Work item: From the first line of the listing below to the line with "positive clicks: (896, 238)", print each line exactly, and nothing more. Leave out the pictures.

◆ ◆ ◆ ◆ ◆ ◆ ◆

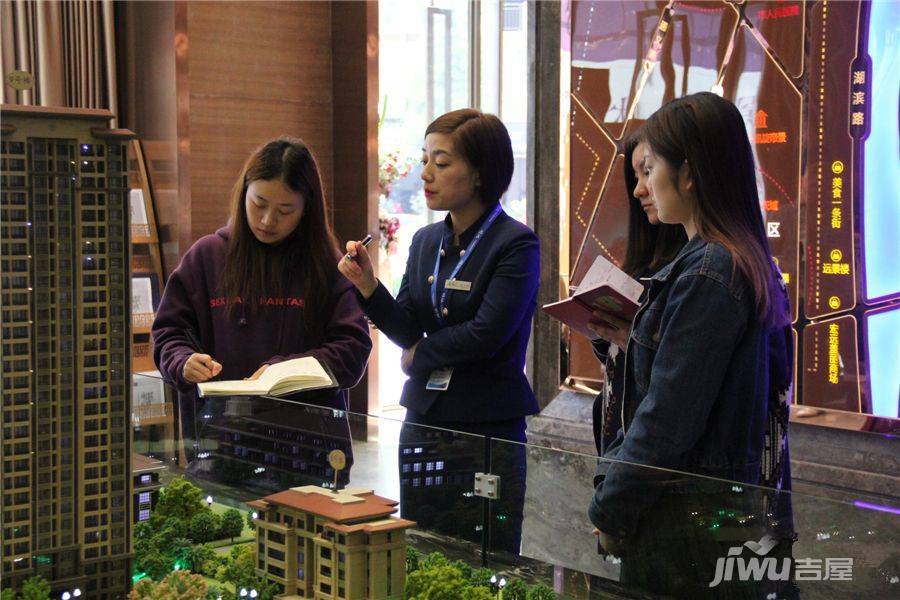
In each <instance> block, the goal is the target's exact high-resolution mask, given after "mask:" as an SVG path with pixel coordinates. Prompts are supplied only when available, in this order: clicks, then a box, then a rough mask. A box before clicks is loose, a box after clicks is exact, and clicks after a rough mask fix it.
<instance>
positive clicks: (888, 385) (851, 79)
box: [564, 0, 900, 418]
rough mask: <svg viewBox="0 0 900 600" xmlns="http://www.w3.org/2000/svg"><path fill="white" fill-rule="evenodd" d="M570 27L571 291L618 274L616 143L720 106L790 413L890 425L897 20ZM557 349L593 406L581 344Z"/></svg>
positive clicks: (896, 238)
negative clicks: (718, 104) (755, 244)
mask: <svg viewBox="0 0 900 600" xmlns="http://www.w3.org/2000/svg"><path fill="white" fill-rule="evenodd" d="M568 26H569V31H570V34H571V46H570V47H571V63H570V65H569V66H570V70H569V77H570V88H569V93H570V113H569V117H570V118H569V131H568V148H569V150H568V152H569V155H568V157H567V159H568V160H567V167H568V171H567V173H565V174H567V175H568V184H569V205H568V207H569V211H568V215H569V221H568V224H567V227H568V231H567V237H566V242H567V244H566V247H567V248H568V253H567V255H566V256H565V257H564V258H565V260H566V261H567V262H568V265H569V270H568V273H567V275H568V280H567V283H568V284H569V285H570V286H571V285H577V284H578V282H579V281H580V280H581V278H582V277H583V276H584V273H585V271H586V270H587V267H588V266H589V265H590V264H591V262H592V261H593V259H594V257H595V256H597V255H598V254H603V255H604V256H606V257H607V258H611V259H613V260H615V261H617V262H619V263H621V261H622V260H623V259H624V249H625V246H626V234H627V227H628V224H627V214H628V205H627V202H628V201H629V200H628V195H627V193H626V190H625V186H624V180H623V175H622V155H621V154H620V153H619V151H618V148H620V147H621V143H622V141H623V140H624V138H625V137H626V136H627V135H628V134H630V133H631V132H633V131H635V130H636V129H637V128H638V127H639V126H640V124H641V123H642V122H643V121H644V120H646V118H647V117H648V116H649V115H650V114H652V113H653V112H654V111H655V110H657V109H658V108H659V107H660V106H662V105H663V104H664V103H665V102H667V101H669V100H671V99H673V98H677V97H679V96H682V95H684V94H689V93H693V92H698V91H703V90H712V91H716V92H717V93H720V94H722V95H723V96H724V97H726V98H728V99H729V100H731V101H732V102H734V103H735V105H736V106H737V107H738V109H739V110H740V111H741V113H742V114H743V115H744V120H745V123H746V126H747V131H748V134H749V136H750V140H751V142H752V144H753V150H754V154H755V157H756V161H757V167H758V171H757V186H758V190H759V196H760V203H761V206H760V210H761V211H763V214H764V216H765V221H766V227H767V233H768V237H769V243H770V245H771V247H772V252H773V254H774V255H775V258H776V260H777V262H778V264H779V267H780V268H781V270H782V273H783V274H784V277H785V280H786V281H787V284H788V288H789V292H790V298H791V305H792V310H793V322H794V327H795V332H796V334H797V335H796V340H797V346H798V348H797V358H796V373H795V378H794V380H795V393H796V398H797V402H798V403H799V404H804V405H808V406H815V407H820V408H826V409H835V410H843V411H852V412H862V413H869V414H874V415H878V416H885V417H894V418H897V417H898V416H900V415H898V398H900V369H898V368H897V367H898V366H900V316H898V315H900V267H898V266H897V264H898V257H900V202H898V196H900V169H898V168H897V165H898V161H900V146H898V145H900V141H898V131H897V129H898V128H897V115H898V110H900V98H898V86H897V79H896V73H898V72H900V45H898V40H900V3H898V2H875V3H867V2H854V1H847V2H835V1H833V0H821V1H819V2H801V1H799V0H773V1H753V0H751V1H747V2H744V3H742V4H740V3H730V2H710V1H707V2H678V1H670V2H658V3H657V2H634V1H627V0H622V1H618V2H610V1H605V2H584V1H583V2H577V1H576V2H573V3H572V6H571V11H570V21H569V23H568ZM568 349H569V354H568V356H567V359H568V360H567V363H566V364H567V365H568V372H567V375H568V377H569V379H568V381H569V382H570V383H573V384H576V385H577V384H579V383H581V384H585V385H588V386H589V387H593V388H594V389H596V387H597V384H598V382H600V381H601V380H602V373H601V370H600V368H599V365H598V364H597V361H596V360H594V359H593V357H592V356H591V354H590V353H591V348H590V344H588V343H586V342H585V341H584V340H574V341H572V339H571V338H570V339H569V345H568Z"/></svg>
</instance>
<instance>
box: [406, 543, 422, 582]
mask: <svg viewBox="0 0 900 600" xmlns="http://www.w3.org/2000/svg"><path fill="white" fill-rule="evenodd" d="M421 561H422V553H421V552H419V551H418V550H416V549H415V548H413V547H412V546H409V545H407V546H406V574H407V575H409V574H410V573H412V572H414V571H418V570H419V563H420V562H421Z"/></svg>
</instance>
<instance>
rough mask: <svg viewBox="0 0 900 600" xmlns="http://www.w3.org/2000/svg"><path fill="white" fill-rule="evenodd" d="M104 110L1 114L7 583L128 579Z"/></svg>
mask: <svg viewBox="0 0 900 600" xmlns="http://www.w3.org/2000/svg"><path fill="white" fill-rule="evenodd" d="M111 116H112V115H111V114H110V113H109V112H107V111H101V110H81V109H48V108H44V107H32V106H12V105H3V107H2V117H3V124H2V157H0V158H2V186H0V187H2V190H0V267H2V289H0V308H2V314H0V317H2V372H3V374H2V404H3V407H2V408H3V410H2V431H3V441H2V444H0V446H2V447H0V452H2V460H0V464H2V468H3V471H2V482H3V494H2V496H3V507H2V534H3V535H2V561H0V580H2V581H3V584H2V585H3V587H16V586H18V585H19V584H20V583H21V582H22V581H23V580H24V579H26V578H28V577H30V576H32V575H40V576H42V577H44V578H45V579H46V580H48V581H49V582H51V585H52V588H53V592H54V597H58V595H57V594H60V593H62V592H64V591H71V590H74V589H76V588H77V589H80V590H81V591H82V593H83V594H84V595H85V596H86V597H90V598H119V597H122V596H124V594H125V593H126V591H127V589H128V581H129V576H130V559H129V551H130V545H131V544H130V536H131V523H130V517H131V510H130V502H131V500H130V491H131V490H130V488H131V481H130V471H131V452H130V432H129V426H130V406H129V404H130V403H129V390H130V372H129V371H130V366H129V351H128V334H129V324H128V318H129V315H128V301H127V298H128V296H127V292H128V282H129V265H128V261H127V257H128V246H127V244H128V237H127V228H126V222H127V219H126V215H125V206H126V204H125V199H126V195H127V189H126V174H125V171H126V154H127V153H126V140H127V139H128V138H129V137H130V133H129V132H124V131H121V130H110V129H107V126H108V122H109V119H110V118H111Z"/></svg>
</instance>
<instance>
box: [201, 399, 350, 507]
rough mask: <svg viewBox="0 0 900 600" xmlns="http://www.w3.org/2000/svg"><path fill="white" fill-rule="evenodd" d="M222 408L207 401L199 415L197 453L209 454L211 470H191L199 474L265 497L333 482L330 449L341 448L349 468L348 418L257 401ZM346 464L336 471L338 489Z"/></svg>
mask: <svg viewBox="0 0 900 600" xmlns="http://www.w3.org/2000/svg"><path fill="white" fill-rule="evenodd" d="M222 404H223V403H221V402H217V403H208V405H206V406H204V407H203V408H202V411H201V412H202V414H200V415H197V417H198V418H199V419H200V421H201V423H203V426H202V428H200V429H199V431H200V437H201V439H200V443H199V450H200V452H201V455H205V454H206V453H208V454H209V458H208V465H209V466H208V467H206V466H204V468H203V469H202V470H201V469H200V468H197V469H195V475H197V476H202V477H204V478H207V479H210V480H212V481H216V482H218V483H223V484H225V485H234V484H238V483H239V484H240V485H241V486H242V487H244V488H248V489H253V490H256V493H257V494H266V493H271V492H275V491H278V490H283V489H285V488H290V487H296V486H300V485H316V486H321V485H322V484H325V483H328V484H330V483H332V482H333V481H334V469H332V468H331V466H330V465H329V464H328V461H327V460H326V457H327V454H328V453H329V452H330V451H333V450H341V451H342V452H344V454H345V455H347V456H349V457H351V458H350V460H349V461H348V462H349V463H350V464H352V447H351V442H350V427H349V425H348V423H347V418H346V416H341V417H335V416H333V414H332V411H331V410H330V409H327V410H326V409H322V408H317V407H309V406H300V405H296V406H292V405H291V404H290V403H287V402H273V401H266V400H264V399H261V398H253V399H252V400H248V399H247V398H229V399H227V400H226V401H225V402H224V412H222V411H221V410H220V406H221V405H222ZM206 415H209V418H205V416H206ZM350 464H348V465H347V468H345V469H342V470H341V471H340V473H339V476H338V486H339V487H341V486H345V485H347V483H348V482H349V481H350Z"/></svg>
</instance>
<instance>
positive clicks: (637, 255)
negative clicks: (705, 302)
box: [591, 131, 687, 456]
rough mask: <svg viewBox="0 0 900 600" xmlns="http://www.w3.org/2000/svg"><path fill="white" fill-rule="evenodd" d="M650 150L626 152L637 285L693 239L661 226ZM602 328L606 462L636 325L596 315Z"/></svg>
mask: <svg viewBox="0 0 900 600" xmlns="http://www.w3.org/2000/svg"><path fill="white" fill-rule="evenodd" d="M645 150H646V144H645V143H644V142H641V141H640V131H638V132H636V133H634V134H632V135H630V136H629V137H628V138H627V139H626V140H625V144H624V146H623V149H622V151H623V154H624V155H625V160H624V161H623V163H622V166H623V170H624V175H625V189H626V190H628V192H629V194H628V242H627V244H626V249H625V262H624V263H623V264H622V270H623V271H625V272H626V273H628V274H629V275H631V276H632V277H634V278H635V279H639V278H645V277H649V276H650V275H652V274H653V273H655V272H656V271H658V270H659V269H660V268H661V267H662V266H663V265H666V264H668V263H669V262H670V261H671V260H672V259H673V258H675V256H676V255H677V254H678V251H679V250H681V248H682V246H684V244H685V242H687V238H686V237H685V234H684V227H682V226H681V225H667V224H666V223H660V222H659V216H658V215H657V214H656V205H654V204H653V198H652V197H651V196H650V188H649V187H647V179H646V177H644V165H643V162H644V154H645ZM594 316H595V317H596V319H597V322H595V323H593V324H592V325H591V329H593V330H594V332H595V333H596V334H597V335H599V336H600V339H596V340H594V341H593V342H592V345H593V347H594V354H595V355H596V356H597V358H598V359H599V360H600V362H601V363H603V371H604V382H603V389H602V390H601V391H600V394H598V395H597V397H596V398H595V399H594V406H593V417H594V419H593V425H594V443H595V444H596V445H597V453H598V455H599V456H603V454H604V452H605V451H606V448H608V447H609V446H610V444H612V442H613V440H615V438H616V432H618V431H619V427H620V422H621V421H620V418H619V414H620V413H621V412H622V390H623V388H624V384H625V375H624V373H623V369H624V368H625V346H626V345H627V342H628V332H629V331H630V330H631V321H626V320H624V319H620V318H619V317H617V316H616V315H613V314H609V313H605V312H603V311H601V310H595V311H594Z"/></svg>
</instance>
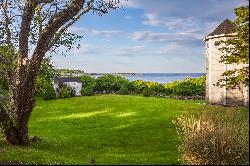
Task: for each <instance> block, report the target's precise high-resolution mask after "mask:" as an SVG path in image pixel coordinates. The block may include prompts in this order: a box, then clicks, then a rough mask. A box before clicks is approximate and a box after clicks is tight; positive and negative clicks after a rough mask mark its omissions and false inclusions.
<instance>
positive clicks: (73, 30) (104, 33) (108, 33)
mask: <svg viewBox="0 0 250 166" xmlns="http://www.w3.org/2000/svg"><path fill="white" fill-rule="evenodd" d="M69 31H70V32H71V33H76V34H81V35H88V36H100V37H104V38H111V37H117V36H118V35H119V36H120V35H123V34H124V33H125V32H122V31H119V30H97V29H88V28H83V27H75V26H73V27H70V28H69Z"/></svg>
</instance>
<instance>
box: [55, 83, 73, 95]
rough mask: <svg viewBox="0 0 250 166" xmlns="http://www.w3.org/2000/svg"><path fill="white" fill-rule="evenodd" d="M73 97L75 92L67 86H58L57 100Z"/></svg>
mask: <svg viewBox="0 0 250 166" xmlns="http://www.w3.org/2000/svg"><path fill="white" fill-rule="evenodd" d="M74 96H75V90H74V89H73V88H71V87H70V86H68V85H65V84H60V85H59V98H70V97H74Z"/></svg>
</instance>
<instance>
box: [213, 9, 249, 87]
mask: <svg viewBox="0 0 250 166" xmlns="http://www.w3.org/2000/svg"><path fill="white" fill-rule="evenodd" d="M235 15H236V20H235V21H234V22H233V24H234V27H235V28H234V32H235V33H236V36H235V37H234V38H231V39H228V40H227V41H221V43H223V46H222V47H221V48H220V50H221V51H222V52H223V53H224V55H223V56H222V57H221V61H220V62H221V63H225V64H237V65H238V64H249V6H241V7H238V8H236V9H235ZM222 77H223V78H222V79H219V80H218V82H217V84H216V85H217V86H222V87H223V86H226V87H227V88H231V89H235V88H236V87H239V86H241V84H243V85H247V86H248V85H249V65H245V66H243V67H240V68H238V69H233V70H228V71H225V72H224V73H223V74H222Z"/></svg>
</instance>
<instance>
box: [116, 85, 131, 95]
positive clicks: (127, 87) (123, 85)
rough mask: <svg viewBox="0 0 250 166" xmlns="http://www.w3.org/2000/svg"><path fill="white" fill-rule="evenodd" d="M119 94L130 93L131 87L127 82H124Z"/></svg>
mask: <svg viewBox="0 0 250 166" xmlns="http://www.w3.org/2000/svg"><path fill="white" fill-rule="evenodd" d="M118 93H119V94H121V95H128V94H129V88H128V86H127V85H126V84H123V85H122V86H121V88H120V90H119V91H118Z"/></svg>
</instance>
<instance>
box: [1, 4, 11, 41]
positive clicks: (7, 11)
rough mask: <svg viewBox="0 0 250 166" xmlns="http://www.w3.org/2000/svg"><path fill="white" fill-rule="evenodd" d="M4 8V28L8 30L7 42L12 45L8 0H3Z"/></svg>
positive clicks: (3, 9) (3, 14)
mask: <svg viewBox="0 0 250 166" xmlns="http://www.w3.org/2000/svg"><path fill="white" fill-rule="evenodd" d="M2 9H3V17H4V21H3V25H4V29H5V31H6V36H7V40H6V44H7V45H11V30H10V28H9V25H10V17H9V15H8V0H5V1H4V2H3V4H2Z"/></svg>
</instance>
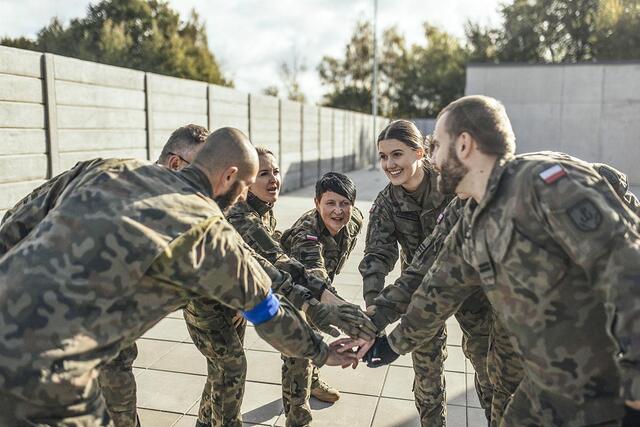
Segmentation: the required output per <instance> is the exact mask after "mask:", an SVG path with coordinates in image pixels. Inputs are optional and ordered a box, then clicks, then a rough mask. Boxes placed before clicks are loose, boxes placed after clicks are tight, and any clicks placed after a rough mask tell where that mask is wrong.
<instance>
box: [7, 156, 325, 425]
mask: <svg viewBox="0 0 640 427" xmlns="http://www.w3.org/2000/svg"><path fill="white" fill-rule="evenodd" d="M210 191H211V187H210V183H209V181H208V179H207V178H206V177H205V176H204V174H202V173H201V172H200V171H198V170H197V169H195V168H192V167H187V168H186V169H184V170H182V171H180V172H172V171H170V170H168V169H166V168H163V167H160V166H157V165H151V164H148V163H145V162H139V161H135V160H120V159H108V160H95V161H91V162H84V163H81V164H79V165H78V166H76V167H75V168H73V169H72V170H71V171H68V172H65V173H63V174H62V175H60V176H58V177H56V178H54V179H53V180H52V181H50V182H48V183H46V184H45V185H44V186H42V187H40V188H38V189H36V190H35V191H34V192H33V193H32V194H30V195H29V196H27V198H25V199H24V200H23V201H22V202H20V203H19V204H18V205H17V206H16V208H14V209H12V210H11V212H9V214H10V215H8V217H7V220H6V222H4V223H3V224H2V226H1V227H0V242H2V243H0V245H1V248H2V253H1V258H0V281H1V282H2V283H3V284H5V286H4V289H3V292H2V294H1V295H0V330H1V331H2V338H1V339H0V361H1V362H0V385H1V390H2V391H1V392H0V402H2V405H1V407H0V414H2V415H1V416H2V419H1V420H0V421H2V423H4V424H7V425H20V424H24V423H26V422H32V423H36V424H37V423H38V422H46V423H49V424H52V425H65V423H66V422H67V421H65V420H68V419H75V418H78V417H80V418H84V419H87V420H95V423H96V424H98V423H102V425H107V424H108V421H105V420H108V419H109V416H108V414H107V413H106V409H105V405H104V399H103V398H102V394H101V392H100V391H99V388H98V383H97V376H98V369H99V368H100V366H101V365H102V364H104V363H105V362H107V361H108V360H110V359H113V358H114V357H116V356H117V354H118V352H119V351H120V349H122V348H124V347H126V346H128V345H131V344H133V342H134V341H135V339H137V338H138V337H140V336H141V335H142V334H143V333H144V332H145V331H147V330H148V329H150V328H151V327H152V326H153V325H154V324H156V323H157V322H158V321H159V320H160V319H162V318H163V317H164V316H166V315H167V314H168V313H171V312H172V311H174V310H176V309H177V308H179V307H181V306H183V305H184V304H185V302H186V301H187V300H189V299H190V298H193V297H194V296H202V297H207V298H211V299H215V300H217V301H219V302H221V303H223V304H225V305H227V306H229V307H230V308H232V309H235V310H243V311H247V310H251V309H253V308H254V307H256V306H257V305H258V304H259V303H261V302H262V301H264V300H265V299H266V298H267V296H268V295H269V293H270V292H271V291H270V286H271V280H270V278H269V276H268V275H267V274H266V273H265V271H264V270H263V269H262V268H261V266H260V264H259V263H258V261H256V259H255V258H254V256H253V255H252V251H251V250H250V248H248V247H247V246H246V245H245V244H244V242H242V240H241V239H240V237H239V236H238V234H237V233H236V232H235V230H234V229H233V228H232V227H231V225H230V224H228V223H227V222H226V220H225V219H224V217H223V215H222V212H221V211H220V209H219V208H218V206H217V205H216V204H215V202H214V201H213V200H212V199H211V193H210ZM256 332H257V333H258V334H259V335H260V336H261V337H262V338H263V339H265V340H266V341H268V342H269V343H271V344H272V345H273V346H274V347H275V348H276V349H278V350H279V351H280V352H282V353H284V354H288V355H291V356H297V357H306V358H311V359H312V360H313V361H314V363H316V364H318V365H322V364H323V363H324V361H325V360H326V358H327V355H328V347H327V345H326V344H324V343H323V342H322V338H321V336H319V335H318V334H317V333H315V332H314V331H313V330H312V329H311V328H310V327H309V326H308V325H307V324H306V323H305V322H304V320H303V319H302V318H301V317H300V315H299V313H298V312H297V310H296V309H295V308H294V307H292V306H291V305H290V304H289V303H288V301H286V299H281V301H280V307H279V308H278V311H277V312H276V314H275V315H274V316H273V317H272V318H271V319H270V320H269V321H266V322H263V323H260V324H258V325H256ZM27 420H28V421H27ZM43 420H46V421H43ZM91 422H93V421H91ZM91 422H87V423H85V424H87V425H90V424H91Z"/></svg>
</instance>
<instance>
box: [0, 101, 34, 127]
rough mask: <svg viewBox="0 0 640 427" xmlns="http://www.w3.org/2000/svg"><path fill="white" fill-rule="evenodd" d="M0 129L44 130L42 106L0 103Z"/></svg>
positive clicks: (23, 104) (10, 103)
mask: <svg viewBox="0 0 640 427" xmlns="http://www.w3.org/2000/svg"><path fill="white" fill-rule="evenodd" d="M0 127H3V128H36V129H42V128H44V106H43V105H41V104H30V103H25V102H5V101H0Z"/></svg>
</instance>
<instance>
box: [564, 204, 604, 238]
mask: <svg viewBox="0 0 640 427" xmlns="http://www.w3.org/2000/svg"><path fill="white" fill-rule="evenodd" d="M567 213H568V214H569V218H571V222H573V224H574V225H575V226H576V227H577V228H578V230H581V231H595V230H597V229H598V227H600V223H601V222H602V214H601V213H600V210H599V209H598V207H597V206H596V205H595V204H594V203H593V202H592V201H591V200H589V199H582V200H580V201H579V202H578V203H576V204H575V205H573V206H571V207H570V208H569V209H568V210H567Z"/></svg>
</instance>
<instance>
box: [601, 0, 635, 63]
mask: <svg viewBox="0 0 640 427" xmlns="http://www.w3.org/2000/svg"><path fill="white" fill-rule="evenodd" d="M596 29H597V31H598V37H597V39H596V41H595V43H594V48H595V51H596V55H597V57H598V59H603V60H620V59H640V0H603V1H602V2H601V4H600V10H599V13H598V15H597V19H596Z"/></svg>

◆ ◆ ◆ ◆ ◆ ◆ ◆

Task response:
In each <instance> block, the goal is the target's exact high-resolution mask, given after "mask:" as an SVG path with pixel coordinates. Prompts are supplied only when available, in this order: clicks, then a box, then a rough mask. A box before clicks is loose, a box after clicks is exact, and clicks after a rough mask fix it.
<instance>
positive clicks: (888, 385) (851, 79)
box: [564, 0, 900, 418]
rough mask: <svg viewBox="0 0 900 600" xmlns="http://www.w3.org/2000/svg"><path fill="white" fill-rule="evenodd" d="M570 27L571 291L618 274L616 143L720 106L790 413L890 425L897 20ZM557 349L593 406L581 344Z"/></svg>
positive clicks: (896, 238)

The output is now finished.